Do this:
Retype every line of the listing below character for character, keeping the original line breaks.
┌─ Supplied information
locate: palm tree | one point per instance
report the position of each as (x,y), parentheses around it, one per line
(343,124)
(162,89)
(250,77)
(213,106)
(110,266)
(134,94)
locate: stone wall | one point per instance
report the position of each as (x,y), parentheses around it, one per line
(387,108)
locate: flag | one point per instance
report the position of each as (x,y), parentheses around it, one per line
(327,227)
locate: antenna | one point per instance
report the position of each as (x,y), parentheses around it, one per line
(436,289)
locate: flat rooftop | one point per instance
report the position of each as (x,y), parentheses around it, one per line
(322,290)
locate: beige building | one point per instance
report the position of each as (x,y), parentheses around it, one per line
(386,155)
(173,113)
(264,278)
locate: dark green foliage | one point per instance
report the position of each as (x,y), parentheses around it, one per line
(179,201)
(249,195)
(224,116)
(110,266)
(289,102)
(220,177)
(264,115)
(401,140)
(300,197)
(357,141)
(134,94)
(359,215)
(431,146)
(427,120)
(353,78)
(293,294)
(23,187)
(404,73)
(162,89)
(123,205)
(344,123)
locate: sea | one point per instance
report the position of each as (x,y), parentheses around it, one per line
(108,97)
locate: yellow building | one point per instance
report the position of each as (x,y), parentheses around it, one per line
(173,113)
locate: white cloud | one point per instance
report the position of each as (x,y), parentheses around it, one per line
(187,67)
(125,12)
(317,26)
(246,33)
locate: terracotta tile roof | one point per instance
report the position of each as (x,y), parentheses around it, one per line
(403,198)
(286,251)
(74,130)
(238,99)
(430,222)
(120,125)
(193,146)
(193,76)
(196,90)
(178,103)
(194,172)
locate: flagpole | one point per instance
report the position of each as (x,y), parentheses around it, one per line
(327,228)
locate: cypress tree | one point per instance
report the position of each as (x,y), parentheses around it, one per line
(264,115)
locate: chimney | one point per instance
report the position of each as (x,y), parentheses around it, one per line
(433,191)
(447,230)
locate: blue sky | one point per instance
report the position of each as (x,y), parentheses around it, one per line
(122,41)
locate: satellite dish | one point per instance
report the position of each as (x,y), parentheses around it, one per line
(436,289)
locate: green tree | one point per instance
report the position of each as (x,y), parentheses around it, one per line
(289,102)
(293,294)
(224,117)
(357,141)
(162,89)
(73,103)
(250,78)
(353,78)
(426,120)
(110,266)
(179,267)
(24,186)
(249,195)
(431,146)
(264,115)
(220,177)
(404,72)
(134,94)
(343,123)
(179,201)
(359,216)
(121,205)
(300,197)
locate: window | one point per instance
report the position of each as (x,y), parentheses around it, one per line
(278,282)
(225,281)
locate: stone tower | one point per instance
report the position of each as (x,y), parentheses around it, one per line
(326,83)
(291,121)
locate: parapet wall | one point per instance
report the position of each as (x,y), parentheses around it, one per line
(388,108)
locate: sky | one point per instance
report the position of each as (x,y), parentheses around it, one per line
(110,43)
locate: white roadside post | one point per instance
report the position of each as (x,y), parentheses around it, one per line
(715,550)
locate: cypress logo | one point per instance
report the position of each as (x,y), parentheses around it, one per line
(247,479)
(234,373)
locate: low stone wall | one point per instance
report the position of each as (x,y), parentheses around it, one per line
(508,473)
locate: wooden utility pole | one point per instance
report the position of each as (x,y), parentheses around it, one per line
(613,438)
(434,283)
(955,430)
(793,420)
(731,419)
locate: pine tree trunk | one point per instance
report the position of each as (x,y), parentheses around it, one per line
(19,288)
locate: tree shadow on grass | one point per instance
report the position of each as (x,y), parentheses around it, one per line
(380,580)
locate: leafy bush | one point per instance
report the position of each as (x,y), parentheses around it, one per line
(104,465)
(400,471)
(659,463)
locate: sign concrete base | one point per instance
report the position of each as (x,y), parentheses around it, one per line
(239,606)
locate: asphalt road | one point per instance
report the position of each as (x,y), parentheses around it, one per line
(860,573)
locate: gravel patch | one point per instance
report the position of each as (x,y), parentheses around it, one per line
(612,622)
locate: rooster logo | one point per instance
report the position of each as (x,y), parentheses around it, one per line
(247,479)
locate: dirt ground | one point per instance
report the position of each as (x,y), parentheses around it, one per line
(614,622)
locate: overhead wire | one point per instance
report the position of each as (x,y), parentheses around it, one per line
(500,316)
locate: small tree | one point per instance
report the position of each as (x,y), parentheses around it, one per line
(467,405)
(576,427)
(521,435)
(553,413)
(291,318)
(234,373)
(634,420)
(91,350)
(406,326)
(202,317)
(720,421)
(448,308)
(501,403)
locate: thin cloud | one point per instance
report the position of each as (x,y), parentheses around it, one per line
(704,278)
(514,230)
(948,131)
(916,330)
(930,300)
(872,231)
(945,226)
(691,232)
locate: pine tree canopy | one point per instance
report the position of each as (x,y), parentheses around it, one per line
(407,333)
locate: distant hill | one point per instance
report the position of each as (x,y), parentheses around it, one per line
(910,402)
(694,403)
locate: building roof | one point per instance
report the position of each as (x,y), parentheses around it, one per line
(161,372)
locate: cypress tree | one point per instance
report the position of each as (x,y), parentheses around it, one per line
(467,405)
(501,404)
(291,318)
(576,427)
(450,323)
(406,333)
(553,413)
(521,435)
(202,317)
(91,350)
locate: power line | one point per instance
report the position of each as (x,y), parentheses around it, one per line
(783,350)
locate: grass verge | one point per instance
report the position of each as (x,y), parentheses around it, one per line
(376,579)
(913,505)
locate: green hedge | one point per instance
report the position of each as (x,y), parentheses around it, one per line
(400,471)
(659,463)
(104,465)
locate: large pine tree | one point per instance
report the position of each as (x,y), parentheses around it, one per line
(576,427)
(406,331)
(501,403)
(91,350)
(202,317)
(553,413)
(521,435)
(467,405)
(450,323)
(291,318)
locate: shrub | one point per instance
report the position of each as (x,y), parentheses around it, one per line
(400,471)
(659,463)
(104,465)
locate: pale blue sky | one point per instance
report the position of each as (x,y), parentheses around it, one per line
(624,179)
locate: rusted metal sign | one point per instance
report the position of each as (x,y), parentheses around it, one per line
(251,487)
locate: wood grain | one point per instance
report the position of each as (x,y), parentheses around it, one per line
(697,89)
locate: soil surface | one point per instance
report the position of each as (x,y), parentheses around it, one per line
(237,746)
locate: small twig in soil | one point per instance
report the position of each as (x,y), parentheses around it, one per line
└─
Task response:
locate: palm tree | one point per instance
report the position of each as (x,y), parentheses around it, one per line
(343,124)
(162,89)
(250,77)
(213,106)
(110,266)
(134,94)
locate: stone wall | one point per instance
report the position of each as (x,y), parentheses around it, one per line
(387,108)
locate: flag | one point per instance
report the position of each as (x,y), parentheses around it, one per line
(327,227)
locate: antenna | one point per instance
report the position of each as (x,y), parentheses around it, one per line
(436,289)
locate: flat rooftop | one point per instance
report the position of each as (x,y), parentheses around it, one per line
(322,290)
locate: beige building | one point per instance
report the position of each as (x,y), parentheses around it, one per line
(386,155)
(173,113)
(264,278)
locate: dark green foliage | one point per instance
report the position of each as (x,y), parentheses around it, one per line
(179,201)
(249,195)
(224,116)
(110,266)
(289,102)
(220,177)
(264,115)
(401,140)
(300,197)
(357,141)
(134,94)
(359,215)
(431,146)
(427,120)
(353,78)
(293,294)
(23,187)
(404,73)
(162,89)
(123,205)
(344,123)
locate: sea | one point per instance
report the position of each as (x,y), parentheses around it, one per line
(108,97)
locate: yellow building | one point per instance
report the position of each as (x,y), parentheses around it, one per line
(173,113)
locate: white cloud | one point per instance
report the position of each as (x,y), parentheses around it, one per line
(187,67)
(125,12)
(317,26)
(246,33)
locate: terracotta tile roof | one point per instance
report the position of each as (x,y), parentheses around it, one per line
(403,198)
(286,251)
(74,130)
(238,99)
(430,222)
(120,125)
(193,146)
(193,76)
(196,90)
(178,103)
(194,172)
locate: flagpole | one point per instance
report the position of each as (x,y), parentheses around it, one per line
(327,228)
locate: cypress tree | one point per instance
report the position of each as (x,y), parentheses around it, one per line
(264,115)
locate: chimney | one point per instance
report the position of each as (x,y), parentheses around it, one per line
(433,191)
(447,230)
locate: blue sky | one point per instance
report the position of each as (x,y), parentheses around it, one per line
(122,41)
locate: satellite dish | one point per instance
report the position of each as (x,y), parentheses around it, one per line
(436,289)
locate: green tree | one point per instance
report the position of each as (x,y), parentheses around it, one per line
(289,102)
(293,294)
(224,117)
(357,141)
(162,89)
(73,103)
(250,78)
(353,78)
(426,120)
(110,266)
(179,267)
(24,186)
(249,195)
(431,146)
(264,115)
(220,177)
(404,72)
(134,94)
(343,123)
(179,201)
(359,216)
(121,205)
(300,197)
locate: window | one point per instance
report the position of each as (x,y), parentheses around it, one per line
(278,282)
(225,281)
locate: stone tower | one point per instance
report the position of each as (x,y), parentheses around it, one per line
(326,83)
(291,121)
locate: parapet wall | one point per instance
report the position of each as (x,y), parentheses around it, one per line
(388,108)
locate: sky | one point per instance
report the position of each as (x,y), parentheses around it, one per line
(110,43)
locate: white roadside post | one point per instance
report the position of each as (x,y), parentheses around it, one per line
(715,550)
locate: cypress logo | one point per instance
report the position of each as (x,y), parentheses around it, one per line
(247,479)
(234,373)
locate: low stone wall | one point per instance
report the position of each as (x,y), parentheses around it, one per line
(508,473)
locate: wooden utility pole | one point per instance
report the position of each as (x,y), parentheses around it, one per line
(613,438)
(434,283)
(955,430)
(793,420)
(731,419)
locate: pine tree trunk | one point per instance
report the position of each as (x,y), parentheses around it, one per line
(19,288)
locate: tree shadow on grass | one point per instance
report the position of each as (x,y), parentheses around it, one per line
(380,580)
locate: leafy bush | one point per instance
report the position of each as (x,y), parentheses around it, one per line
(104,465)
(400,471)
(659,463)
locate: sign concrete base | one point per instance
report the position of each as (x,y), parentheses around it, one per line
(239,606)
locate: asphalt road | one point per instance
report the position of each as (x,y), parentheses around it, one per line
(860,573)
locate: gravel patch | one point per instance
report the position of each as (x,y), parentheses around it, one per line
(612,622)
locate: rooster logo | one point per instance
report the position of each as (x,y), parentheses around it, one per line
(247,479)
locate: dirt ground | one point per instance
report the position of each as (x,y), parentheses around it, one per line
(614,622)
locate: overhead wire | one point per instance
report the position of each as (x,y), parentheses around it, one per line
(500,316)
locate: small tree | one point per instance
report the position of each as (x,y), parentheses around it, one per line
(467,405)
(576,427)
(521,435)
(553,413)
(291,318)
(234,373)
(634,420)
(91,350)
(406,326)
(202,317)
(720,421)
(448,308)
(501,403)
locate: thin cloud | one point per instance
report the position of each as (x,y), parentheses around it, one per line
(704,278)
(514,230)
(948,131)
(916,330)
(930,300)
(872,231)
(945,226)
(691,232)
locate: pine tree canopy | one point per instance
report the position of each as (x,y), parentheses around it, one per line
(407,333)
locate: distant hill | one point per instance
report the position of each as (x,y), parentheses around it, one per line
(910,402)
(694,403)
locate: building roof | one point per instance
report the position of each as (x,y), parentheses around it, one per line
(161,372)
locate: cypress tree | one point per instance
report the position of each as (x,y), parentheses around it, one per line
(467,405)
(501,404)
(291,318)
(576,427)
(450,323)
(406,333)
(553,413)
(521,435)
(202,317)
(91,350)
locate: power line | one point per instance
report the position of each as (x,y), parentheses around it, one per line
(783,350)
locate: grass verge | one point per instance
report the position of each as (x,y), parentheses around it, one per line
(376,579)
(913,505)
locate: green hedge | one point per instance
report the position of each as (x,y), parentheses around it, one per line
(400,471)
(659,463)
(104,465)
locate: large pine tree | one point per instance
report the position of each as (x,y), parentheses around it, one per line
(576,427)
(406,331)
(501,403)
(91,350)
(202,317)
(553,413)
(521,435)
(467,405)
(450,323)
(291,318)
locate: shrub | one point per instance
report the position of each as (x,y), parentheses around it, one per line
(400,471)
(659,463)
(104,465)
locate: pale blue sky | one point per instance
report the position of each as (x,y), parentheses around it, one per line
(624,179)
locate: rusted metal sign | one point per instance
report the position of each as (x,y), parentheses around it, one per line
(251,487)
locate: wood grain | one point per instance
report the position of each as (x,y), parentheses around it, one per line
(697,89)
locate: soil surface | one point per instance
report the position of each as (x,y), parentheses around it, one per line
(237,746)
locate: small twig in soil | one point per instance
report the position of each as (x,y), parentheses around it, one per line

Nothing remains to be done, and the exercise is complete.